- _EXCERPT_:

>>

Here \(w_t\) is a weight corresponding to the transition strength, and the ratio \(q_{t|0}(y \mid x_0) / q_{t|0}(x_t \mid x_0)\) in the second term is the true value of the concrete score that serves as the supervisory signal. This corresponds to the derivation of DSM via Bregman divergence, and it is shown to be minimized at \(s_\theta \to p(y)/p(x)\).

What Can Be Learned

SEDD is valuable in the following respects.

  • It established an alternative to the “score concept” (ratio matching) in discrete diffusion
  • It has the generality to work with any transition including uniform, not limited to absorbing
  • It presents a formulation that contrasts with MDLM’s choice (giving up the score and using \(x_0\)-prediction)
  • It produced results that surpass AR LLMs in perplexity on some benchmarks, showing that discrete diffusion can scale

However, the loss implementation is more complex than MDLM’s masked CE, and tuning for stability is required, which becomes a hurdle for large-scale deployment.

Comparison of the Three

D3PM, MDLM, and SEDD stand on the same ground of “discrete diffusion” but make different choices.

<<

- _TASKS TO COMPLETE_:
**A)** Reproduce the SEDD excerpt word for word, starting at "However, the loss" and ending at "for large-scale deployment.".
**B)** In the SEDD excerpt, what makes SEDD a hurdle for large-scale deployment?
Rely solely on the SEDD excerpt for what you need.

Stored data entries
>>

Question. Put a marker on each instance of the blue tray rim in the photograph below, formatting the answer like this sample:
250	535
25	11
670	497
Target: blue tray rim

<<
>>

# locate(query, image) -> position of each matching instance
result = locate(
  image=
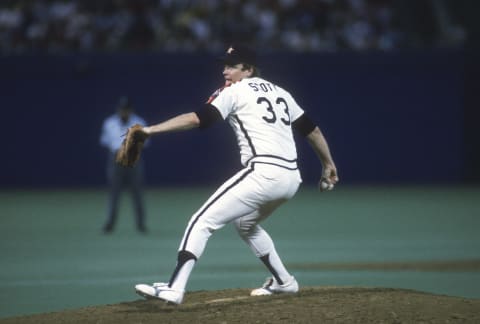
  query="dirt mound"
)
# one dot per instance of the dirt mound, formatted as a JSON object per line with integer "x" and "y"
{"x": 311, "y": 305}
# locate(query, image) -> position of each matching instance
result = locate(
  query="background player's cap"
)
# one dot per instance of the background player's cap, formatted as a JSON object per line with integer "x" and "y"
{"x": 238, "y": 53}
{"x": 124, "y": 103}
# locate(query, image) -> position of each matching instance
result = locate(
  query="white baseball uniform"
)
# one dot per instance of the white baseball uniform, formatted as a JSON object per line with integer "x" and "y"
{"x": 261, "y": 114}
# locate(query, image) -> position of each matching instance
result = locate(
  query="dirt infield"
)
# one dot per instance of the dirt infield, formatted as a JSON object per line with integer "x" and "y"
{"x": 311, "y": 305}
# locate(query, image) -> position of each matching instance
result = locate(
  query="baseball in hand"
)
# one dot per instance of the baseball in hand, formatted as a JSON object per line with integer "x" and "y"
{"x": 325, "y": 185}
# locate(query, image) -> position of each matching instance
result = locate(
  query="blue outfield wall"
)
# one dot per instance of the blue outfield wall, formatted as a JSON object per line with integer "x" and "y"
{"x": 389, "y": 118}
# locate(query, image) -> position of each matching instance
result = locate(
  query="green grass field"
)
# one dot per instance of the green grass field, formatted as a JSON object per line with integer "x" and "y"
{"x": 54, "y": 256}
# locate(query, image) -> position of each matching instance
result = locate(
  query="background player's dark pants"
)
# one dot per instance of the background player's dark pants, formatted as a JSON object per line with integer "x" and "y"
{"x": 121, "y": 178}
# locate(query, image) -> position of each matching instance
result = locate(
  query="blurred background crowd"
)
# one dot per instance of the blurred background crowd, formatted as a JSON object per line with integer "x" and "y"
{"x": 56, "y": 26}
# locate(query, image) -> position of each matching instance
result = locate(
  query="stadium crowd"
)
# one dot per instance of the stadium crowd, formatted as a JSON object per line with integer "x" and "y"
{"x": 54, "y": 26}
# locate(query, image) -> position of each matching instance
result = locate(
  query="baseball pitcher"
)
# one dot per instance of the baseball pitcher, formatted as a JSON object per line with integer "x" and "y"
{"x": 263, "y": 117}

<<
>>

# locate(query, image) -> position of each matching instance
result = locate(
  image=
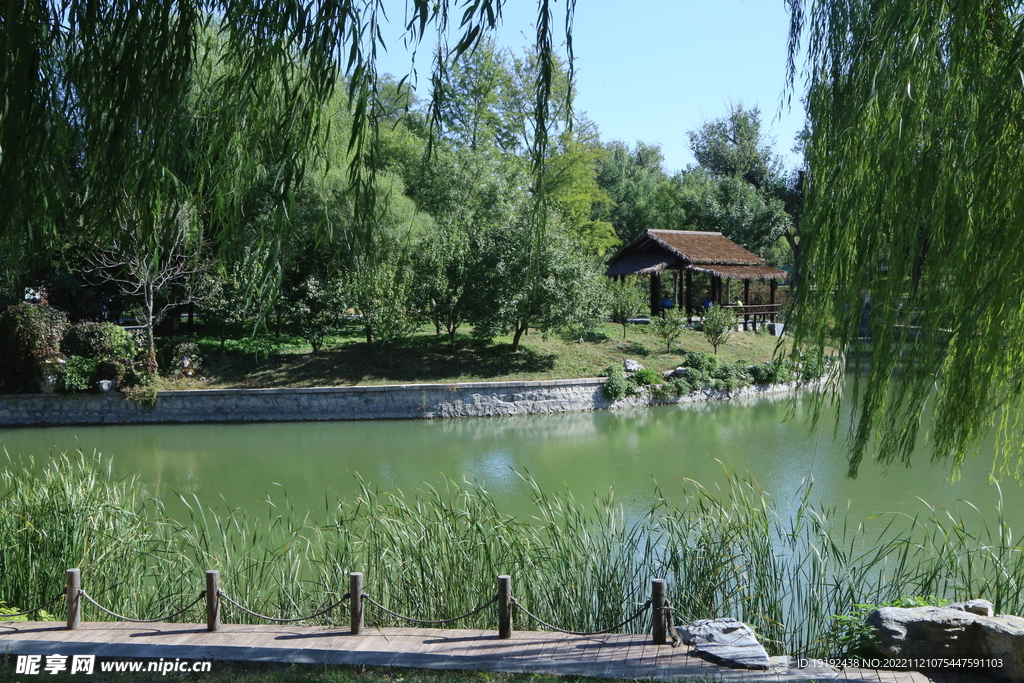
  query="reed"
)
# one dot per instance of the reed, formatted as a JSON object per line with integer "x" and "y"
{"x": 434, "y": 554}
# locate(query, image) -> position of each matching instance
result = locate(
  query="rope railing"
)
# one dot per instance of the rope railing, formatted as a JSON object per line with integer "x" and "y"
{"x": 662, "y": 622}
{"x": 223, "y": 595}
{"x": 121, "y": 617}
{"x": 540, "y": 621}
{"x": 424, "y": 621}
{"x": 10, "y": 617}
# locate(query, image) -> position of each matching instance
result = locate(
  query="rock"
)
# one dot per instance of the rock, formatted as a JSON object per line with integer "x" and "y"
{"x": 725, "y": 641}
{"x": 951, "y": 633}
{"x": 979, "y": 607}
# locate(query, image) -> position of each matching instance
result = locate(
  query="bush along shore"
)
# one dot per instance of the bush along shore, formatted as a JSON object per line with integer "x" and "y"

<<

- _TASK SOLUTIONS_:
**A)**
However, the loss implementation is more complex than MDLM’s masked CE, and tuning for stability is required, which becomes a hurdle for large-scale deployment.

**B)** Its loss implementation is more complex than MDLM's masked CE, and tuning for stability is required.